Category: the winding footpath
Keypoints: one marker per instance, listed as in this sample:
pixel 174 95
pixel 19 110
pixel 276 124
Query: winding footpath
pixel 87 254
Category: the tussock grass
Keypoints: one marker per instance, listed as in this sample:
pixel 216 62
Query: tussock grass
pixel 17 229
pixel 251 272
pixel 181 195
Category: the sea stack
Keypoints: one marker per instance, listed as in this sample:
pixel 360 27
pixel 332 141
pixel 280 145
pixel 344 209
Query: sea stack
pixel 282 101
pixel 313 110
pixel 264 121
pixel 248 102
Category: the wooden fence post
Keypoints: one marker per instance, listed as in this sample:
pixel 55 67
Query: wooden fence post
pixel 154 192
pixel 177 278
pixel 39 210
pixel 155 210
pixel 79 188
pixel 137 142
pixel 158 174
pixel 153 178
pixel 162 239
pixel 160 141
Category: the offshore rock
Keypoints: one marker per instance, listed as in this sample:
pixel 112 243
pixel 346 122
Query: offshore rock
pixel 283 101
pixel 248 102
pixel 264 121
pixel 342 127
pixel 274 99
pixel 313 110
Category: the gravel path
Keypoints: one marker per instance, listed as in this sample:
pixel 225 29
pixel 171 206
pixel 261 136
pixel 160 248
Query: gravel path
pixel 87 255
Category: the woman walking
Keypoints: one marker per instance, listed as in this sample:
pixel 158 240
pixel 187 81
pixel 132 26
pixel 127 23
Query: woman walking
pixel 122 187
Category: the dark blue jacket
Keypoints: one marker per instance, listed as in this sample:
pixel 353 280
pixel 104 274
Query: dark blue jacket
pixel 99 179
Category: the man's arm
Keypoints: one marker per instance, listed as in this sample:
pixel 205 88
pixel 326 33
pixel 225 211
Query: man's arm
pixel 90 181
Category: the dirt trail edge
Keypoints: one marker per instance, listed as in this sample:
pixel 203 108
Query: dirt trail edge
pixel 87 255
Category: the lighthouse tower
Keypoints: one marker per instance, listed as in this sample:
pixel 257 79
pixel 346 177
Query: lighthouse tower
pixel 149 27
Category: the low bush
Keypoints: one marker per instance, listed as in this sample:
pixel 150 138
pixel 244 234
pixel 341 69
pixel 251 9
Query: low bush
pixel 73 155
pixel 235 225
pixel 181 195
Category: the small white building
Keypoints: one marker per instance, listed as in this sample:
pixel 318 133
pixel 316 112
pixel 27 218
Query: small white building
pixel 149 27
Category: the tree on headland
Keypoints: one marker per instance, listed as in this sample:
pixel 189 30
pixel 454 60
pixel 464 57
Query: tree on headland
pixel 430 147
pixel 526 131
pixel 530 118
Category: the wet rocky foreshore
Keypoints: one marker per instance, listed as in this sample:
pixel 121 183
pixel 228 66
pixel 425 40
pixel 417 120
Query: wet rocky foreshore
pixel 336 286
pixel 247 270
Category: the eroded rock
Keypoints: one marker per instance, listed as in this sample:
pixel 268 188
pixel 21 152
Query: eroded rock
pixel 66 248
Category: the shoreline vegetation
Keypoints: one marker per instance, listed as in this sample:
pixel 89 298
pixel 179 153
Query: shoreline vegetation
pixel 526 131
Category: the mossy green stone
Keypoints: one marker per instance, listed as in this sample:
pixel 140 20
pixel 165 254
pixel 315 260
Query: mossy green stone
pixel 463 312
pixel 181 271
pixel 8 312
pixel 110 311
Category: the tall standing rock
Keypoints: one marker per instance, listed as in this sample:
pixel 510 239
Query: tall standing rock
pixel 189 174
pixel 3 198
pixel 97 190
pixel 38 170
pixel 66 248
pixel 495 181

- [Short exercise]: Return the full listing above verbatim, reproducing every line character for character with no additions, omissions, or reordering.

- [Result for this exercise]:
Category: the winding footpath
Keypoints: one marker per instance, listed as in this sample:
pixel 174 95
pixel 19 110
pixel 276 124
Query: winding footpath
pixel 87 254
Category: the tussock grass
Keypoints: one marker per instance, listed as in this sample:
pixel 216 62
Query: tussock grass
pixel 17 229
pixel 251 272
pixel 181 195
Category: the sea stack
Keypoints: one marker per instance, listed as in this sample:
pixel 360 27
pixel 332 141
pixel 280 145
pixel 344 209
Query: sea stack
pixel 282 101
pixel 313 110
pixel 264 121
pixel 248 102
Category: the wooden fence post
Keypoints: one marker per instance, listed as in this sample:
pixel 55 67
Query: wooden fence post
pixel 154 192
pixel 177 278
pixel 39 210
pixel 155 210
pixel 79 188
pixel 137 142
pixel 158 174
pixel 153 178
pixel 162 239
pixel 160 141
Category: the offshore rock
Keypoints: one marker per instance, listed as in this sample:
pixel 112 243
pixel 346 122
Query: offshore rock
pixel 283 101
pixel 248 102
pixel 264 121
pixel 342 127
pixel 274 99
pixel 313 110
Category: the gravel path
Keypoints: one marker per instance, listed as in this sample:
pixel 225 29
pixel 171 206
pixel 261 136
pixel 160 248
Query: gravel path
pixel 87 255
Category: the woman walking
Keypoints: one marker per instance, listed as in this sample:
pixel 158 240
pixel 187 81
pixel 132 26
pixel 127 23
Query: woman walking
pixel 122 187
Category: the dark blue jacket
Keypoints: one marker per instance, listed as in this sample:
pixel 353 280
pixel 104 274
Query: dark blue jacket
pixel 99 179
Category: the man's arm
Keypoints: one marker per instance, listed as in this sample:
pixel 205 88
pixel 326 33
pixel 225 211
Query: man's arm
pixel 90 181
Category: the dirt trail edge
Keypoints: one marker per instance, listed as in this sample:
pixel 203 108
Query: dirt trail edge
pixel 87 255
Category: the lighthouse tower
Keypoints: one marker per instance, listed as in this sample:
pixel 257 79
pixel 346 177
Query: lighthouse tower
pixel 149 27
Category: the low bush
Keypoints: one marker per instance, listed as in this sample:
pixel 150 138
pixel 244 234
pixel 341 69
pixel 251 9
Query: low bush
pixel 73 155
pixel 235 225
pixel 181 195
Category: the small white building
Keypoints: one marker per instance, listed as in this sample:
pixel 318 133
pixel 316 112
pixel 27 218
Query: small white building
pixel 149 27
Category: the tree on headland
Keypoints: one marker per instance, listed as in this sample:
pixel 189 30
pixel 454 60
pixel 464 57
Query: tree on headland
pixel 430 147
pixel 526 131
pixel 530 118
Category: the wet rocky foreshore
Keypoints: one marker per instance, listed as in this sample:
pixel 121 183
pixel 228 66
pixel 425 40
pixel 417 120
Query: wet rocky foreshore
pixel 336 286
pixel 247 270
Category: the eroded rock
Keypoints: one marker per instance, listed as in this sample:
pixel 268 188
pixel 21 152
Query: eroded rock
pixel 66 248
Category: the shoreline vegetation
Keypoints: one marker per instance, listed as in this sample:
pixel 89 298
pixel 179 153
Query: shoreline vegetation
pixel 526 131
Category: the mossy green stone
Keypoints: one marker per instance, listed as in this sample:
pixel 140 20
pixel 165 254
pixel 315 260
Query: mossy green stone
pixel 463 312
pixel 181 271
pixel 8 312
pixel 110 311
Category: the tall standing rock
Keypoints: one marker per instance, listed as in this sample:
pixel 510 239
Query: tall standing rock
pixel 189 174
pixel 3 198
pixel 97 190
pixel 38 170
pixel 66 248
pixel 495 181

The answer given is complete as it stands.